- RECORDED DATA
*** Begin section ***

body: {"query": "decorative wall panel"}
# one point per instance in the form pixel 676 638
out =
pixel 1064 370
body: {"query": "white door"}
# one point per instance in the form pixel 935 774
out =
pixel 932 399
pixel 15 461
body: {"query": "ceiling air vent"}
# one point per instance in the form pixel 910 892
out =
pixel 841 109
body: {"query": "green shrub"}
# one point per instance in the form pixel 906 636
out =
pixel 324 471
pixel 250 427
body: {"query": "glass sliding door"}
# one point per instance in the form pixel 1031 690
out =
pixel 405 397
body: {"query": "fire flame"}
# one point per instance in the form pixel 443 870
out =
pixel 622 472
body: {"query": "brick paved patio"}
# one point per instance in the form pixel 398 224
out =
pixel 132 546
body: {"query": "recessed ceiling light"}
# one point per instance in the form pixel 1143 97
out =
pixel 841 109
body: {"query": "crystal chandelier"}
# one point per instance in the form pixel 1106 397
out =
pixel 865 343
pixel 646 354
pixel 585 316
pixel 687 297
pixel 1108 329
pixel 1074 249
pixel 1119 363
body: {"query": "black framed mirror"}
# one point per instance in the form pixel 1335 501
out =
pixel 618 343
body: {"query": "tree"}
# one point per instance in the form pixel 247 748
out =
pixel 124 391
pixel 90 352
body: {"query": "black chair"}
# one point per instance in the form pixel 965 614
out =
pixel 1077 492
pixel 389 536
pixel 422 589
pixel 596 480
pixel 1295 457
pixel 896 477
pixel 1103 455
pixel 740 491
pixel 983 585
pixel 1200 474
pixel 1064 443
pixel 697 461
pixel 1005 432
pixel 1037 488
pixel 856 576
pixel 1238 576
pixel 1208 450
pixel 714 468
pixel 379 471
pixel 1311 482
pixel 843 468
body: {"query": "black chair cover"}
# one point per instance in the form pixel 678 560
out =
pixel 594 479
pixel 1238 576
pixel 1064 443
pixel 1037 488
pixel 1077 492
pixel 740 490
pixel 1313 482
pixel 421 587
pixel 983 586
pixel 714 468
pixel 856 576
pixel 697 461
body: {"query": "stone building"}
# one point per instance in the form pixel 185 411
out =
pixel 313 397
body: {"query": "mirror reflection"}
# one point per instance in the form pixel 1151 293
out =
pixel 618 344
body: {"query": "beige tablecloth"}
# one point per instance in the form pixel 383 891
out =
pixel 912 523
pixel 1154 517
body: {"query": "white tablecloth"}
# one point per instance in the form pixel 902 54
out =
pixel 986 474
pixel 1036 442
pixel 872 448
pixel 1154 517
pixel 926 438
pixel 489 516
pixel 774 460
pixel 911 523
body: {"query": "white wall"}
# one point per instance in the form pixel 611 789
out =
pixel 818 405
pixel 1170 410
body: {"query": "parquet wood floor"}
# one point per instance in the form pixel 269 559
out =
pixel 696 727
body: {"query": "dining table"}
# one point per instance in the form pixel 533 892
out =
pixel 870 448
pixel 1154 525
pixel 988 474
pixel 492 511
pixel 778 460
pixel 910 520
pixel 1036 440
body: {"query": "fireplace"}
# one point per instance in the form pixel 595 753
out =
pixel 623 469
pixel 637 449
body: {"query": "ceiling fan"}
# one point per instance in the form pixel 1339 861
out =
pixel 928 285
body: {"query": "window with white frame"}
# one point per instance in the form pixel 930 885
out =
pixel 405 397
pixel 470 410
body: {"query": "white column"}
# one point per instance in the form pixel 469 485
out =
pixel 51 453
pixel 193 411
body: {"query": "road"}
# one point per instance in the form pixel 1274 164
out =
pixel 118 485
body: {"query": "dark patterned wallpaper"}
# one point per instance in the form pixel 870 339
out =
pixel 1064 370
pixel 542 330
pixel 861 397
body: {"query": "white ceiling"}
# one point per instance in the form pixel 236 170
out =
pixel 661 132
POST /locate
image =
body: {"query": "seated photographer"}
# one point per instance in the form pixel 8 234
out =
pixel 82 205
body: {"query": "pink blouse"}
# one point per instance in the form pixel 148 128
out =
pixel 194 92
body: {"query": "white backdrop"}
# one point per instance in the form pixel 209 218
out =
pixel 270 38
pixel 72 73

*** End section ***

- TASK TO CARRY OUT
All lines from the one containing "# one point per instance in the form pixel 469" to the last line of the material above must be copied exactly, and only those.

- SOLUTION TO THIS EXERCISE
# one point per instance in the form pixel 469 485
out =
pixel 51 453
pixel 193 411
body: {"query": "road"}
# one point per instance in the form pixel 1274 164
out =
pixel 118 485
body: {"query": "dark patterned wallpaper"}
# one point per instance in the form pixel 870 339
out =
pixel 1064 370
pixel 542 330
pixel 861 397
body: {"query": "white ceiling"}
# one point per instance in the form pixel 236 170
out =
pixel 661 132
POST /locate
image =
body: {"query": "seated photographer"}
# one point per instance in the form pixel 8 234
out =
pixel 82 205
body: {"query": "pink blouse"}
# one point per instance in the form pixel 148 128
out =
pixel 194 92
body: {"query": "white backdrop"}
# one point per instance in the form pixel 209 218
out =
pixel 270 38
pixel 72 73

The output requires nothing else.